### WORK TO BE COMPLETED
Could you put all of the entries below into a numbered list, with the blank lines left out?

======== RECORDS SHOWN ========

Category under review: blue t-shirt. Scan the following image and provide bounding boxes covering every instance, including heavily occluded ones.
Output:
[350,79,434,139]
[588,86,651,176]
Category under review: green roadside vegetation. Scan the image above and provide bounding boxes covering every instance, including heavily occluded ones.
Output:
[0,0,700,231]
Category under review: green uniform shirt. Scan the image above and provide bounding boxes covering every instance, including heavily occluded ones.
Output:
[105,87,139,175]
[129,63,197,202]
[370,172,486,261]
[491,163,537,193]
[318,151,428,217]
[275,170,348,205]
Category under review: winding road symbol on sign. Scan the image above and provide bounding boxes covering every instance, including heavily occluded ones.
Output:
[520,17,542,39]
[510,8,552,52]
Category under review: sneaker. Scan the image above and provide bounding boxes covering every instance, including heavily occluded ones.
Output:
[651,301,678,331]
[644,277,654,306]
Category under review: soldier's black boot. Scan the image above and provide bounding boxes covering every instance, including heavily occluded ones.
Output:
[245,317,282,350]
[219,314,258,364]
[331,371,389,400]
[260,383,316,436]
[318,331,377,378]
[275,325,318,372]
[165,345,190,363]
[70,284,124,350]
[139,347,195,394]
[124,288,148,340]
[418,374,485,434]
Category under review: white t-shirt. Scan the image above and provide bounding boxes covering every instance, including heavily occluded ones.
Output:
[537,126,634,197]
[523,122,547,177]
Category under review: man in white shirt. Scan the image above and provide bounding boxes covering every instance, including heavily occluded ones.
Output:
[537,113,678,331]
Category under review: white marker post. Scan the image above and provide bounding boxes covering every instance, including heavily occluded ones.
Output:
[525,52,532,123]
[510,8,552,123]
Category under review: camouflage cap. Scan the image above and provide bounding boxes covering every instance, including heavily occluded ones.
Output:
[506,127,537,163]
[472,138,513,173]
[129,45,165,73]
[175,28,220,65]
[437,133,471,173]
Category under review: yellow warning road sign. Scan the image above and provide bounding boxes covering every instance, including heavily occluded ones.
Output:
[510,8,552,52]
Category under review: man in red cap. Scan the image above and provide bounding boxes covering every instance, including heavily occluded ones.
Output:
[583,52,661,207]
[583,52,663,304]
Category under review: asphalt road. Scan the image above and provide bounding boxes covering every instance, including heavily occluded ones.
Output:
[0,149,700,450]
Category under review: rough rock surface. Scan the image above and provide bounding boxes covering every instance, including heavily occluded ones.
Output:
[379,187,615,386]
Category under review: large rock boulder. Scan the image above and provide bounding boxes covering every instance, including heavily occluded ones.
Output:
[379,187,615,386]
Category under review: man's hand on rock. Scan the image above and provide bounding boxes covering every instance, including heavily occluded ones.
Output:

========

### EXERCISE SOLUTION
1. Category under review: blue t-shirt. Scan the following image and provide bounding boxes covering every instance, including heavily occluded ones.
2. Output:
3. [350,79,434,139]
4. [588,86,651,176]
5. Category under review: green roadside vegetation. Scan the image above and provide bounding boxes covering every instance, including heavily occluded ones.
6. Output:
7. [0,0,700,231]
8. Category under review: green uniform shirt. Scan the image above and provide bounding boxes covering every instance, including heavily occluded ones.
9. Output:
10. [105,87,139,175]
11. [129,63,197,202]
12. [370,172,486,261]
13. [491,163,537,193]
14. [318,151,428,217]
15. [275,170,348,205]
16. Category under review: winding road symbol on sign. Scan the image above and provide bounding boxes covering every instance, including heavily occluded ones.
17. Output:
18. [520,17,542,39]
19. [510,8,552,52]
20. Category under review: sneaker. Scan the image above and provide bounding boxes covering every instance, including heavily occluded ones.
21. Output:
22. [651,301,678,331]
23. [644,277,654,306]
24. Category under review: soldier's black boot. Scan the image above and provide bounding boxes covering every instance, including heavily occluded ones.
25. Output:
26. [245,317,282,350]
27. [219,314,258,364]
28. [331,371,389,400]
29. [260,383,316,436]
30. [318,331,377,378]
31. [275,325,318,372]
32. [165,345,190,363]
33. [70,284,124,350]
34. [139,347,195,394]
35. [124,288,148,340]
36. [418,374,485,434]
37. Category under review: white t-shirt. Scan the image above and provide bounding boxes covering every instance, including heavily occluded ones.
38. Output:
39. [537,126,634,197]
40. [523,122,547,177]
41. Category under review: man in white shirt. Scan the image above and provide bounding boxes covering every instance, including heavily occluded ones.
42. Output:
43. [537,113,678,331]
44. Category under review: white marker post. Scan the image above and provide bounding boxes covering every instance, including heavily occluded ones.
45. Output:
46. [525,52,532,123]
47. [510,8,552,123]
48. Category under review: camouflage cap. Scan the image above and provide bounding boxes covering every instance, including heavily occluded ones.
49. Output:
50. [506,127,537,163]
51. [472,138,513,173]
52. [129,45,165,73]
53. [175,28,220,65]
54. [437,133,471,173]
55. Category under review: yellow warning road sign. Scan the image above and provide bounding boxes covering every instance, including heavily occluded ones.
56. Output:
57. [510,8,552,52]
58. Category under review: man in red cap. Scan the image above and provide bounding boxes covering every instance, including heavily occluded ones.
59. Output:
60. [583,52,661,207]
61. [583,52,663,304]
62. Category under review: asphalt road. Scan the image above and provide bounding boxes covering every instance, including heavily occluded ones.
63. Output:
64. [0,149,700,450]
65. Category under review: rough rock surface. Scan the image above and provide bounding boxes covering every instance, including heavily occluded ones.
66. Output:
67. [379,187,615,386]
68. Category under review: large rock boulder. Scan the image above and provide bounding boxes covering every instance, including heavily occluded ones.
69. Output:
70. [379,187,615,386]
71. Category under review: man's hand on rock. Scan the image above and provide bounding boxes covering every instance, including heavily occluded ones.
72. Output:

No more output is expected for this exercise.